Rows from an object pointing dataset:
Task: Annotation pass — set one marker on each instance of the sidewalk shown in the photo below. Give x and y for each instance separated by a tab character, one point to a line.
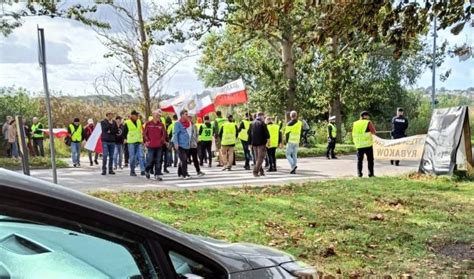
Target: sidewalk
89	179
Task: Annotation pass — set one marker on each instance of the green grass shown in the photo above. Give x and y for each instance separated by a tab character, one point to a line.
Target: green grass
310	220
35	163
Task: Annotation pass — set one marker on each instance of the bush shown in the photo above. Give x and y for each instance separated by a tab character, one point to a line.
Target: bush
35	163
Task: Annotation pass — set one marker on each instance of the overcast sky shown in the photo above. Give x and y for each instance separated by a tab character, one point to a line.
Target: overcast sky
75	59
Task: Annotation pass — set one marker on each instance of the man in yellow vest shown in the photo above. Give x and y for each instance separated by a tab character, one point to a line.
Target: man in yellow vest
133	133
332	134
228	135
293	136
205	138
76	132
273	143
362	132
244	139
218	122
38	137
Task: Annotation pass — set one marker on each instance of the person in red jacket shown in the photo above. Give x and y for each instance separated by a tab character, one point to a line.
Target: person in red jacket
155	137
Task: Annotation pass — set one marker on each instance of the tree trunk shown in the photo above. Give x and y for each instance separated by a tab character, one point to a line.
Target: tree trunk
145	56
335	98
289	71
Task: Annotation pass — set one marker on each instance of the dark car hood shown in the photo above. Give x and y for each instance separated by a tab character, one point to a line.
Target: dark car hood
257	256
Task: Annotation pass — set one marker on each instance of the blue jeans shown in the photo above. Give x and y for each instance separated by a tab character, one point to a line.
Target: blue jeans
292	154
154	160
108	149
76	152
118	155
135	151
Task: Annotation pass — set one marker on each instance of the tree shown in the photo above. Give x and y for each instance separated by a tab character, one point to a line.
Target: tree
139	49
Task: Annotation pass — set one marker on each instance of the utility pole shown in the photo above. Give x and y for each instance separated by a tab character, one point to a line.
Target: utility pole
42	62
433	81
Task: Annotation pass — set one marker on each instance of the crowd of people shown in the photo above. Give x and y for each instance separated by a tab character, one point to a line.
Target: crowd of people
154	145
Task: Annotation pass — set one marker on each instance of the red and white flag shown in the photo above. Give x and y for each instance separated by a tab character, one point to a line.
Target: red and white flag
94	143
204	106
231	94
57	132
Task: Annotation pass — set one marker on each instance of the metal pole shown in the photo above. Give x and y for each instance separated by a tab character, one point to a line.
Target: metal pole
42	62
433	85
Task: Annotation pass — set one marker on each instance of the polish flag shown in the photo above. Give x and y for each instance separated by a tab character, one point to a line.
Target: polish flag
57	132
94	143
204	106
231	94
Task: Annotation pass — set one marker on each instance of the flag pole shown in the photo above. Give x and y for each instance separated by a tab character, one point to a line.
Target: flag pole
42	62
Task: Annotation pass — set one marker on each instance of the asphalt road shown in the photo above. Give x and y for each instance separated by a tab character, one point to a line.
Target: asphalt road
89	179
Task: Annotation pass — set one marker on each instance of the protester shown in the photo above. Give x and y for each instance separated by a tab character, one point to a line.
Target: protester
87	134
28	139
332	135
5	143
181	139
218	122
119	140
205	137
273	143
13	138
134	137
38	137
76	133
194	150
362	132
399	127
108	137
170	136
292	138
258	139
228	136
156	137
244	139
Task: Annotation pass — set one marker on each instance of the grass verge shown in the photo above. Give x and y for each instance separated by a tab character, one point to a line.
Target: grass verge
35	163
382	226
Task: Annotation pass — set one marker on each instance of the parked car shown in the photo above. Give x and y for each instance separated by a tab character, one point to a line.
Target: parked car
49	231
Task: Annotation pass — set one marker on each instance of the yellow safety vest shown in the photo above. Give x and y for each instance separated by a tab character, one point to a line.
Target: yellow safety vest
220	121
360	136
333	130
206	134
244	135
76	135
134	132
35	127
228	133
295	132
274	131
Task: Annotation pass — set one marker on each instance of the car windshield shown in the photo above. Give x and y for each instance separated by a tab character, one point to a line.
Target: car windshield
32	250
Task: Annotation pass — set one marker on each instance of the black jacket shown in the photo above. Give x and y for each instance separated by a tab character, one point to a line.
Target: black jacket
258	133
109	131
==
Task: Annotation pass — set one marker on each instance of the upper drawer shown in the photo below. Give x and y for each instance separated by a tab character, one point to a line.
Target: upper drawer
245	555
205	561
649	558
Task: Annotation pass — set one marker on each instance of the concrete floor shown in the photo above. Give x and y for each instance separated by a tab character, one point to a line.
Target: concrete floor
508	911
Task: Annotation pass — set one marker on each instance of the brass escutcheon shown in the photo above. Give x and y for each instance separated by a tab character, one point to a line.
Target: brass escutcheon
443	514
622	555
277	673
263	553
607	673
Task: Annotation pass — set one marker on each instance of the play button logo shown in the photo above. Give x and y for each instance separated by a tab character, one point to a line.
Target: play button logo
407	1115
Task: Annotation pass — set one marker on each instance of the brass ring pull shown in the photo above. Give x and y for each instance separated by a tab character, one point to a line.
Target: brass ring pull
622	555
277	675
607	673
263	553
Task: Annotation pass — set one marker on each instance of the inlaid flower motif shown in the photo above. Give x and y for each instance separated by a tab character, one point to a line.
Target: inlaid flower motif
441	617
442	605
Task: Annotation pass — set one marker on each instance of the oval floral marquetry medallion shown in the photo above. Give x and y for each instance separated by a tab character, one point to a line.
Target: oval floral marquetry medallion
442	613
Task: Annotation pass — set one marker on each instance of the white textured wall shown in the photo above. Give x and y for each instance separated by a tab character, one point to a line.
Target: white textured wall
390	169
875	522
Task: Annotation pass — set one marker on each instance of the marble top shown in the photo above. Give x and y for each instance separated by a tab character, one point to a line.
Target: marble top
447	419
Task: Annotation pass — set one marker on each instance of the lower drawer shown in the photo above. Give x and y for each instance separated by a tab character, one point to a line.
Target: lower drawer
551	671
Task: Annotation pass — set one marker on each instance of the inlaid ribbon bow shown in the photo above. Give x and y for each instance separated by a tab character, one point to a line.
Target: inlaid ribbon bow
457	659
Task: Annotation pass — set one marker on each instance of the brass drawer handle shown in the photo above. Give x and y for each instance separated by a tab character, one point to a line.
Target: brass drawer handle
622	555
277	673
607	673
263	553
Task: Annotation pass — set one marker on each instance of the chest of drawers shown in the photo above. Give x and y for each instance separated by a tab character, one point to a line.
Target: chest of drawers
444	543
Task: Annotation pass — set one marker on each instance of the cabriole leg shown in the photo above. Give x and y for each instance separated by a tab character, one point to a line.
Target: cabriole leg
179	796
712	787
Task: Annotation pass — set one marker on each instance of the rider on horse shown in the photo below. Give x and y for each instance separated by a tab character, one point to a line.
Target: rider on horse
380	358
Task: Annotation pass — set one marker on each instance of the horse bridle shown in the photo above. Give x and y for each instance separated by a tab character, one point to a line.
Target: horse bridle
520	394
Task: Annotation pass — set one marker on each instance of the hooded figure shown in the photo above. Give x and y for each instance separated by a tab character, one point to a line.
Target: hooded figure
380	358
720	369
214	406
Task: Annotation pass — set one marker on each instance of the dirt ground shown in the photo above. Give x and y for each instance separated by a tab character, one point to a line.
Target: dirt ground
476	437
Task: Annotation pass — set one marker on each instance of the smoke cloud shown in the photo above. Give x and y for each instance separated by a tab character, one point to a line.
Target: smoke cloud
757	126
...
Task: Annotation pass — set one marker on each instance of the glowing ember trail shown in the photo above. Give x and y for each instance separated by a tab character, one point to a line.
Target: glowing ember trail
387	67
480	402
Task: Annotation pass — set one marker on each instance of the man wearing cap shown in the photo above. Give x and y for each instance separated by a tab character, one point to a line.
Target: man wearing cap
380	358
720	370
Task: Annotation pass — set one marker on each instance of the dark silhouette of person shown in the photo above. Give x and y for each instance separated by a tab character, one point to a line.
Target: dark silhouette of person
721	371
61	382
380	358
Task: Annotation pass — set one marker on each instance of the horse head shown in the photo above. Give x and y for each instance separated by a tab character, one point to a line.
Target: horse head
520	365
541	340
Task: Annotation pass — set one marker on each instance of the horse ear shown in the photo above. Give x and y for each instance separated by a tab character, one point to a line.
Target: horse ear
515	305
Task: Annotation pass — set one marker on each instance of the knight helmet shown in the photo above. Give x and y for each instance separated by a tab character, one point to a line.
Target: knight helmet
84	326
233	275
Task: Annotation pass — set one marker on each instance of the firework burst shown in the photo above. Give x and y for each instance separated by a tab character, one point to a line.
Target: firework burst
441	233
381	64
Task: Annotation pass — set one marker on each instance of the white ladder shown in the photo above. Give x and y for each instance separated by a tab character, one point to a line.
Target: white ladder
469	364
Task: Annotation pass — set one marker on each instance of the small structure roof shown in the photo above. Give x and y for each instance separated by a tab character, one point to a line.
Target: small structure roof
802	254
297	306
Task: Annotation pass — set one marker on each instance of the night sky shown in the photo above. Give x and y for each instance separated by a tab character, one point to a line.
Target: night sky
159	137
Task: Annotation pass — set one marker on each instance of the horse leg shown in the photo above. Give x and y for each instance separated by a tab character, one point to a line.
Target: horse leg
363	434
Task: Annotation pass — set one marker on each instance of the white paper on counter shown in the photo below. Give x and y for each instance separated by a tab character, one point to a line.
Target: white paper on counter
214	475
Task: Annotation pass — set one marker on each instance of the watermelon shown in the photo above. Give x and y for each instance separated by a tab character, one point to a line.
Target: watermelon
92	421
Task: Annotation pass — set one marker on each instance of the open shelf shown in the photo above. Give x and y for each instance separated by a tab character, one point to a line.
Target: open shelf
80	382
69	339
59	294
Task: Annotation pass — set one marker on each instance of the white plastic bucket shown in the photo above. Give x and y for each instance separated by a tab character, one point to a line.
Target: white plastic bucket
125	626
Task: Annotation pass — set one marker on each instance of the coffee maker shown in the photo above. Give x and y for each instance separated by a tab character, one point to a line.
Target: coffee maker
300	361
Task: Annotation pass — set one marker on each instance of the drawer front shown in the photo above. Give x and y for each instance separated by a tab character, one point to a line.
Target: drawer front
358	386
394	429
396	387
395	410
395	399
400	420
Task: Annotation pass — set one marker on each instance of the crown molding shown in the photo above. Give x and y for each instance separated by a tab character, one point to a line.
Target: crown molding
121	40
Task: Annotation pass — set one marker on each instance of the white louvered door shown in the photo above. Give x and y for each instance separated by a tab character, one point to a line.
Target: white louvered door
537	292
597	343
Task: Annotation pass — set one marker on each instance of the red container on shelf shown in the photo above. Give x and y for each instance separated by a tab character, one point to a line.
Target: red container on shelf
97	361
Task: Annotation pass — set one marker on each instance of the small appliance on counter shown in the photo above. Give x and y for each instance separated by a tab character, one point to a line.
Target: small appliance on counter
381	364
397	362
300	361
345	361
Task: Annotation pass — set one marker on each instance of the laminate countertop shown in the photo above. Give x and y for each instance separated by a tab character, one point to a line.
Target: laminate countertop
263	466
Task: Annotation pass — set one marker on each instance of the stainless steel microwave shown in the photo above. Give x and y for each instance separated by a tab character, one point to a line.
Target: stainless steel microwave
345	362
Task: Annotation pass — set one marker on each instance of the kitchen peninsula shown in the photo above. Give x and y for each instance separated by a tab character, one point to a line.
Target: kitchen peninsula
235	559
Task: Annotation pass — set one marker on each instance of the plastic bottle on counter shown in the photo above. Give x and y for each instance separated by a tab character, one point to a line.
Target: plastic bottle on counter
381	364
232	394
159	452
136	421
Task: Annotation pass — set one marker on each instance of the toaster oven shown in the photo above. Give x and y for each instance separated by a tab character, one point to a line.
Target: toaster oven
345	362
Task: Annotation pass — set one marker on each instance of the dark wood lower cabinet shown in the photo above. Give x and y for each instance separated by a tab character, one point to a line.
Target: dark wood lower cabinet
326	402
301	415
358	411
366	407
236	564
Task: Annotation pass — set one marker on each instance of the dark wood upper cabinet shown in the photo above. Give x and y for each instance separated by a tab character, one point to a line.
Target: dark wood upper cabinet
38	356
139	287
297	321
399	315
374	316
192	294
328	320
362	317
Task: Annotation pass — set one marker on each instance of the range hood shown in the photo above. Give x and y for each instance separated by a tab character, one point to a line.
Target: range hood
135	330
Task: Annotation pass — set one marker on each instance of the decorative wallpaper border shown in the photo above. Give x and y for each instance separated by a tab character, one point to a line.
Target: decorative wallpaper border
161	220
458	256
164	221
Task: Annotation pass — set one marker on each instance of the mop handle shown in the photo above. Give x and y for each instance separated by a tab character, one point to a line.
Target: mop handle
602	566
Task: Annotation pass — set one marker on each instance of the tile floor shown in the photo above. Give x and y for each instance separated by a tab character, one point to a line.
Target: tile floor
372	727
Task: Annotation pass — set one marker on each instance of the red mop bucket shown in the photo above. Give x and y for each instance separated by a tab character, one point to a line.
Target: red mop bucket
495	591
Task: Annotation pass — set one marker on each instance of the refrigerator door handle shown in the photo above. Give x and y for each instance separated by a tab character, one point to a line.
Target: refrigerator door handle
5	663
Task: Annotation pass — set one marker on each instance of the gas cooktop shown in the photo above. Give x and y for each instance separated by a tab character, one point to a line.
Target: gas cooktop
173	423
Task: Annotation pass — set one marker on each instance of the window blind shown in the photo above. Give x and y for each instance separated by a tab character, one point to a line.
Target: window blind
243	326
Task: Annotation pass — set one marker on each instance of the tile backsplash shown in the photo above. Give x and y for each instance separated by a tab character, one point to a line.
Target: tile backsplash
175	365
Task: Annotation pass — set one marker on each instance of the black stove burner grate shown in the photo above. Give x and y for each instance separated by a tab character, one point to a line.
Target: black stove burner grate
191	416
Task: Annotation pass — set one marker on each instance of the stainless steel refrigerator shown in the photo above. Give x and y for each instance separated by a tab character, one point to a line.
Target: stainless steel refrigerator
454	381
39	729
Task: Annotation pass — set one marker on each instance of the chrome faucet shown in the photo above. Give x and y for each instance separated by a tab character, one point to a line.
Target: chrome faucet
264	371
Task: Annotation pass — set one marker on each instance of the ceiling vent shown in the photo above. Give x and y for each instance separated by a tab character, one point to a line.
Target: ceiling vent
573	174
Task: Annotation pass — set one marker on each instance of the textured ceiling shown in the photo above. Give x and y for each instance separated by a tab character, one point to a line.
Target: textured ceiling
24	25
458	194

§ **STATED PROBLEM**: Please state how many lines in the data above contain the string "range". Reply with the number only.

§ **PROBLEM SOLUTION**: 2